* Texte proposé *
-.-.-
Opération Bourgoul IV de la force Barkhane (crédit : DICOD / EMA)

L'opération Barkhane peine à convaincre

Cela ne date pas d'aujourd'hui (lire : Au Mali, les Français n’ont pas vocation à rester… mais resteront quand même ?). Plus de huit ans après le début de l'intervention française, les mêmes questions se posent : Quel son cadre d'intervention ? Quel est l'objectif final recherché de l'opération ? Quelle est son hypothèse de sortie ? Ces questions méritent une introspection plus profonde, qu'une réaction épidermique, au lendemain du décès de militaires, sous le coup de l'émotion (1). D'autant que les contradictions sont nombreuses.

Les communiqués de victoire, annonçant régulièrement la 'neutralisation' de djihadistes par Barkhane, masquent une réalité moins réjouissante. En ce début d'année 2021, les rebelles et terroristes sont toujours aussi nombreux qu'en 2013, aussi armés et organisés. Malgré d'importantes pertes qui leur ont été causées, ils arrivent toutefois toujours à attirer auprès d'eux de nouvelles recrues, se régénérant régulièrement des pertes subies dans leurs rangs. Cela devrait interpeller.
-.-.-
* Consignes *
**1.** Recopiez le passage du texte sur l'opération Barkhane qui va de « Les communiqués de » à « Cela devrait interpeller. », ces deux extraits compris.
**2.** Reprenez le texte sur l'opération Barkhane là où il s'arrête et écrivez la suite.
-.-.-
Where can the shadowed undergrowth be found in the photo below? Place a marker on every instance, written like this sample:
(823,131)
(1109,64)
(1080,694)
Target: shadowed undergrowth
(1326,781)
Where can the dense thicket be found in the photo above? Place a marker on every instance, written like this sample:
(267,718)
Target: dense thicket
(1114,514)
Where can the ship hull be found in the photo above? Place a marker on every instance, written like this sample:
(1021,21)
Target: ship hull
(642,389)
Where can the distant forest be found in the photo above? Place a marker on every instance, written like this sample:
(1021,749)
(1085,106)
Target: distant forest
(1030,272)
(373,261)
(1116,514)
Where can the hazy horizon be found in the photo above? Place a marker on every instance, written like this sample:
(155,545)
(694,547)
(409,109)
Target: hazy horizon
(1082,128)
-.-.-
* Réponses *
**1.**
Les communiqués de victoire, annonçant régulièrement la 'neutralisation' de djihadistes par Barkhane, masquent une réalité moins réjouissante. En ce début d'année 2021, les rebelles et terroristes sont toujours aussi nombreux qu'en 2013, aussi armés et organisés. Malgré d'importantes pertes qui leur ont été causées, ils arrivent toutefois toujours à attirer auprès d'eux de nouvelles recrues, se régénérant régulièrement des pertes subies dans leurs rangs. Cela devrait interpeller.

**2.**
Même si les situations ne peuvent être comparées, on se trouve dans une situation pas très éloignée de celle de l'Afghanistan. La France occupant le rôle joué par les États-Unis, en tant que force de pointe, chargée d'éliminer les adversaires désignés, par la force. Sans vraiment réussir à gagner la guerre, juste quelques batailles. Ce qui permet tout juste de limiter le pouvoir de l'adversaire, sans réussir à le vaincre.

D'une opération temporaire à une opération qui s'installe

Une opération de contre-déstabilisation

À l'origine, c'est l'avancée djihadiste depuis le Nord vers le centre du Mali qui motive l'intervention française en 2013. L'ennemi est désigné clairement. Et la cause avancée : l'effondrement du régime libyen, qui a libéré à la fois des combattants revenus au pays, avec armes et bagages. L'objectif de l'opération « Serval » est de stabiliser la zone, et de rester là jusqu'à la tenue d'élections. Un procédé assez classique comme l'intervention française au Tchad en 2008 ou en Côte d'Ivoire en 2002-2003 (force Licorne), dans le cadre des accords de défense signés avec ces pays. 

... à une opération anti-terroriste à visée large

En 2014, l'objectif stratégique devient plus large, mais aussi plus flou. La mission se transforme en une opération qui vise au plan militaire à lutter contre les groupes terroristes, mais aussi à assurer la montée en puissance de la force malienne, voire d'accompagner la reconstruction de l'État malien, son retour dans le Nord du pays, avec un objectif de pacification de la zone... c'est « Barkhane ».

De l'élimination de l'adversaire ...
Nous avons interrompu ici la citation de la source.